━━━ Document text ━━━

Five thousand air purifiers have been ordered for New Zealand schools as part of the sector’s COVID plan, Education Minister, Chris Hipkins has announced.
“As we know, along with vaccination, testing, good hygiene and physical distancing, good ventilation is important in minimising the risk of airborne transmission of the virus that causes COVID-19,” Mr Hipkins said.
“I’ve heard that schools have done a good job keeping fresh air moving through their classrooms, but we know opening doors and windows to get fresh air flow won’t always be practical.”
The first 500 air cleaners are expected to arrive in March, with the remaining 4,500 to be delivered by June. They will be used in targeted areas within some schools in the coming months, the Minister said.
“To help schools identify classrooms and other spaces which get good levels of fresh air flow and those that don’t, schools will receive a ventilation self-assessment toolkit with a portable CO2 monitor they can use to help identify areas of concern and the right approaches to improve ventilation.”
“These 2,500 portable CO2 monitors are in addition to more than 8,000 Internal Environment Monitors which are already in, or will soon be deployed, in schools early this year.
“I ask any school with concerns about ventilation to reach out to the Ministry of Education for support,” he said.
The Minister said early observations of a joint study between NIWA and the Ministry of Education support opening windows and doors as the best way to boost the flow of fresh air in classrooms.
“It says that good ventilation removes air from inside and replaces it with clean air from outside, preventing the build-up of potentially contaminated air. The level of CO2 in a space is a good indicator of the freshness of the air.”
“This aligns with the advice and views of international experts – that is that there is no substitute for fresh air flow.
“During the study there were days when opening doors and windows was less effective – for example when there was no outdoor breeze, or when it rained and schools were not able to open windows and doors as often. We know there will be cases where schools need to supplement existing natural ventilation.
“It’s important we keep our tamariki as safe as possible, so in addition to the investment in portable air cleaners, the Ministry is also exploring simple systems to assist air quality and natural ventilation in schools,” Mr Hipkins said.

━━━ Recorded information ━━━

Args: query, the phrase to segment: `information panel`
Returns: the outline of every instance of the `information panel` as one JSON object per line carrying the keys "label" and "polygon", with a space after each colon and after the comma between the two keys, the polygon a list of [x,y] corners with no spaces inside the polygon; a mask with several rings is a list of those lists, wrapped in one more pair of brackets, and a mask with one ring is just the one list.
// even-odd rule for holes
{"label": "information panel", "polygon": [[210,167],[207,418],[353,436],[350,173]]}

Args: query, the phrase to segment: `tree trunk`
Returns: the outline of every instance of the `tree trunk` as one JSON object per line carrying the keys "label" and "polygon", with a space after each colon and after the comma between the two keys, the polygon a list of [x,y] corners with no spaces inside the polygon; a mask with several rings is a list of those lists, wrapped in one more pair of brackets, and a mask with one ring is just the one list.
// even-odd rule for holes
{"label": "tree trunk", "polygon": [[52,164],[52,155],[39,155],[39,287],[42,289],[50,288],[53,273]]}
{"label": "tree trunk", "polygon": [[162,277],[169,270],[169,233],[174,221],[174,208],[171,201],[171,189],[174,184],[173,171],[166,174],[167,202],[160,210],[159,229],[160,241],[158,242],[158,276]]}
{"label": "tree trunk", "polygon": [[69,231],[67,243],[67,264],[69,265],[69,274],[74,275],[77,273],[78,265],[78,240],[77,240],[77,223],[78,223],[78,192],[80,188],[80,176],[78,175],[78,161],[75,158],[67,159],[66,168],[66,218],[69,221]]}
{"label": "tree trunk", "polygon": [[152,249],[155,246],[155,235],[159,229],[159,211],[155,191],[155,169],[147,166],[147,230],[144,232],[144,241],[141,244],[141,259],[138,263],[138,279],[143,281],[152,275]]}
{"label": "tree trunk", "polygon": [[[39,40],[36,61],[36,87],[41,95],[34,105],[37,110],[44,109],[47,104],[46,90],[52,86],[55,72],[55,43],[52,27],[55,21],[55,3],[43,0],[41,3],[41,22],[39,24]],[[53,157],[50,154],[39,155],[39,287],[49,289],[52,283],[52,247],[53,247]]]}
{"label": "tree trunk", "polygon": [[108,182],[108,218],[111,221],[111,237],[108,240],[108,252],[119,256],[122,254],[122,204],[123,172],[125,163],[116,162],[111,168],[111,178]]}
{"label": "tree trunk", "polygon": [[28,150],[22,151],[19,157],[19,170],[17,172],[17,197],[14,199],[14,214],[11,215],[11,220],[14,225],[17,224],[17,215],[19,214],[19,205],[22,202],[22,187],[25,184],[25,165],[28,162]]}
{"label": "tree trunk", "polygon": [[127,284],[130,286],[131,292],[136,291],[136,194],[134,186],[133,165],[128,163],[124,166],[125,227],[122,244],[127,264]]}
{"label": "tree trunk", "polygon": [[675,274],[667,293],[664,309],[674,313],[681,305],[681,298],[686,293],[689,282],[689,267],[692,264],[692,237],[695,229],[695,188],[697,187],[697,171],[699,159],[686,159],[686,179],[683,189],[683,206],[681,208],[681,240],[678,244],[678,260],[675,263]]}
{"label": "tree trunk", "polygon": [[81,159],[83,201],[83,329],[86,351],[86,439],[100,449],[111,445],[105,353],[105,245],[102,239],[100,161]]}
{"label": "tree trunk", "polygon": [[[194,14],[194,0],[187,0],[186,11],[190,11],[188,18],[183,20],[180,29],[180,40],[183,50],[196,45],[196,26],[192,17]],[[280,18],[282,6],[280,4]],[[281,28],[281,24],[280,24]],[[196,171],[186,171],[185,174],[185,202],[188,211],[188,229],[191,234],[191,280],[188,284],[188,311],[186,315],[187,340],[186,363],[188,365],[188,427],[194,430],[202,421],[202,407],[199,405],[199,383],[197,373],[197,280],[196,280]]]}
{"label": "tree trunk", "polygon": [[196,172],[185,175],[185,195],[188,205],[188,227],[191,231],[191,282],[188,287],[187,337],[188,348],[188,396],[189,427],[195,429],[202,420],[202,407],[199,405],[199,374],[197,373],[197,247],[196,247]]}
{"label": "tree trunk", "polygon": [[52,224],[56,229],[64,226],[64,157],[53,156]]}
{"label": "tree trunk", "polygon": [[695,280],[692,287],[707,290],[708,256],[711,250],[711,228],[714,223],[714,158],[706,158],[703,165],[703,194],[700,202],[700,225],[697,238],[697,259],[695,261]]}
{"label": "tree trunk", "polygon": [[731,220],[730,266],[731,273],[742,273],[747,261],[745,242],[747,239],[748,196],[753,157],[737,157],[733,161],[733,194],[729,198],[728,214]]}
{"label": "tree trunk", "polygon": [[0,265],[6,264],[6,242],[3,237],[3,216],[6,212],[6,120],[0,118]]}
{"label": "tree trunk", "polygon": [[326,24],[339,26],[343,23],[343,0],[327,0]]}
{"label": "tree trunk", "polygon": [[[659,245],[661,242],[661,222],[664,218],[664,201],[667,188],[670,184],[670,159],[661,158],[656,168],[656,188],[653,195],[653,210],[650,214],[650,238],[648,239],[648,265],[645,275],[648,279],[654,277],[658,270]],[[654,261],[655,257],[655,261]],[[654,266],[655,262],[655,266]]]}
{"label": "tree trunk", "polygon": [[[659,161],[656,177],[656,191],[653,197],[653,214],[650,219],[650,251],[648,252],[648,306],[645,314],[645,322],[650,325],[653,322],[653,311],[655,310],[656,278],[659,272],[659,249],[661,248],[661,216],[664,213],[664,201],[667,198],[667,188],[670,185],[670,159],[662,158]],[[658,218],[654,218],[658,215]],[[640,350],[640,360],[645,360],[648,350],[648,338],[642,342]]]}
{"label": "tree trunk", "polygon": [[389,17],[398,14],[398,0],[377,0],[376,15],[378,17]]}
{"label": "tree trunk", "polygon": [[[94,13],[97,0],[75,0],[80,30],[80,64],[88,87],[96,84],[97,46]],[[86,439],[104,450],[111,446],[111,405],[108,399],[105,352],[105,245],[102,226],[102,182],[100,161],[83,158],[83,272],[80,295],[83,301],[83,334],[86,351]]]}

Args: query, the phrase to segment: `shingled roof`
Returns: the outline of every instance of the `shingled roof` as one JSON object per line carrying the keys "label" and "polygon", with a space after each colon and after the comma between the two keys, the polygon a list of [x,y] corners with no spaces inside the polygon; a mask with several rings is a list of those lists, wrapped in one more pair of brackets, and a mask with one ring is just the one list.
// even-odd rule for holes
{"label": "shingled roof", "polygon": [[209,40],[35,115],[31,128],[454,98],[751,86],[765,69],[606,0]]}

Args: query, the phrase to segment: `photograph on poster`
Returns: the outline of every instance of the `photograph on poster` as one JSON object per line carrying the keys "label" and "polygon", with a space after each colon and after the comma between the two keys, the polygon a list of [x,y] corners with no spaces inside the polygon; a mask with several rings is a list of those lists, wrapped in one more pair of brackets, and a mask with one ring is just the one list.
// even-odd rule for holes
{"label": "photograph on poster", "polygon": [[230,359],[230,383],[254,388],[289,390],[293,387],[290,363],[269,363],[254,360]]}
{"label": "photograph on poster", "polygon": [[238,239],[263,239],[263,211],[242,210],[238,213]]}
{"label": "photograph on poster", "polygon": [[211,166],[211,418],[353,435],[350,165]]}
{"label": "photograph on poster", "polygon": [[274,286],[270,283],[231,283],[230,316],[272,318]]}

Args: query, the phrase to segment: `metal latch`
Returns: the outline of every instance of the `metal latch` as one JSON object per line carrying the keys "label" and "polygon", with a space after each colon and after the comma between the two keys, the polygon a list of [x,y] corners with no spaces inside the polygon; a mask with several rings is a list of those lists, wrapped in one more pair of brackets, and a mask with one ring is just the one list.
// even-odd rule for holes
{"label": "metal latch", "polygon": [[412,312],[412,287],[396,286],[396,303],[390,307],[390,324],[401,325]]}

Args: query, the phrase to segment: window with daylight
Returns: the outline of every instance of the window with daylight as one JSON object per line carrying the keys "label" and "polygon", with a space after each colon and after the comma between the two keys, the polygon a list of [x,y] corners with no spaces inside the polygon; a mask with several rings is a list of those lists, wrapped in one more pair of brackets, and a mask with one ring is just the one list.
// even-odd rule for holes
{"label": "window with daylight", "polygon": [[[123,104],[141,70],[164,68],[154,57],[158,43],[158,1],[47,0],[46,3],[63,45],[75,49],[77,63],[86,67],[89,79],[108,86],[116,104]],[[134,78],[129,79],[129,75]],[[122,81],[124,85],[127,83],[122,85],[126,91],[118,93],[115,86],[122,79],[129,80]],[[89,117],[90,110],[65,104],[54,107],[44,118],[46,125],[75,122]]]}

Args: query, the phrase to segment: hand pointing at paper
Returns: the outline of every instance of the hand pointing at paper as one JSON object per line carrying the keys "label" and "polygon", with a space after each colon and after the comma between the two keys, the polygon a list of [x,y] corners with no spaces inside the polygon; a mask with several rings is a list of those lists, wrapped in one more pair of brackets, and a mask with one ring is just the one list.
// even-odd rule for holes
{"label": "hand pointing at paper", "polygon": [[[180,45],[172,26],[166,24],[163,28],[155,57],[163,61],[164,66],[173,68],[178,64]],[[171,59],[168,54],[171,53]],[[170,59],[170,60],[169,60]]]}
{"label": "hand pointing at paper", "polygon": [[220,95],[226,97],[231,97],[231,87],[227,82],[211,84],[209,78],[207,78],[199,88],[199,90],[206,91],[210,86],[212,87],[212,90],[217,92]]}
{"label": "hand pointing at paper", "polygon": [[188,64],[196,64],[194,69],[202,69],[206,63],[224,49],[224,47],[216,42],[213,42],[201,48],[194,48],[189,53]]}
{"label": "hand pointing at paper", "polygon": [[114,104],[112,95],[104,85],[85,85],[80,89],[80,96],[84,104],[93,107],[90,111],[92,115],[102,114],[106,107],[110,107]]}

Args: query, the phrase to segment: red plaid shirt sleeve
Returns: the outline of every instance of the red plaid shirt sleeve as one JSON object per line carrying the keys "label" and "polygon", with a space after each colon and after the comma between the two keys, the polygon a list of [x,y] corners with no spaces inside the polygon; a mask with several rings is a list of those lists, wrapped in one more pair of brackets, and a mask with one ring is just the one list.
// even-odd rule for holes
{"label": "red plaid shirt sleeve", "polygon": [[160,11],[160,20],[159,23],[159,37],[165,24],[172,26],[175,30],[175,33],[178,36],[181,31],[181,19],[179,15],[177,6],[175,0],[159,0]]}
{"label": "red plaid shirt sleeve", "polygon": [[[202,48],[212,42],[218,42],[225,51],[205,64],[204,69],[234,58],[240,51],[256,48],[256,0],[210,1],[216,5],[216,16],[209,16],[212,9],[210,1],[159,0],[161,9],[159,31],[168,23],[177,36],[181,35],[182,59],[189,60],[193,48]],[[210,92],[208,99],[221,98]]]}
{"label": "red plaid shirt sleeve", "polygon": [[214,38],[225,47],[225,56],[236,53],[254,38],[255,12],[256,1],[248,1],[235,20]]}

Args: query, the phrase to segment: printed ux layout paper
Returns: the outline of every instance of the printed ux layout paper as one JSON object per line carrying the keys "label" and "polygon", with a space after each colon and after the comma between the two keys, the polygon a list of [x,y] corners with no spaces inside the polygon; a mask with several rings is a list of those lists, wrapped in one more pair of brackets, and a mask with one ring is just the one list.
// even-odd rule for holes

━━━

Problems to work on:
A) According to the air purifier announcement above, why will some schools need more than open doors and windows to ventilate their classrooms?
B) From the air purifier announcement above, copy the stretch from "The first 500" through "early this year.".

Results of the tasks:
A) Opening doors and windows won't always be practical. During the NIWA and Ministry of Education study, it was less effective on days with no outdoor breeze or when rain meant schools couldn't open them as often. So some schools will need to supplement their existing natural ventilation.

B)
The first 500 air cleaners are expected to arrive in March, with the remaining 4,500 to be delivered by June. They will be used in targeted areas within some schools in the coming months, the Minister said.
“To help schools identify classrooms and other spaces which get good levels of fresh air flow and those that don’t, schools will receive a ventilation self-assessment toolkit with a portable CO2 monitor they can use to help identify areas of concern and the right approaches to improve ventilation.”
“These 2,500 portable CO2 monitors are in addition to more than 8,000 Internal Environment Monitors which are already in, or will soon be deployed, in schools early this year.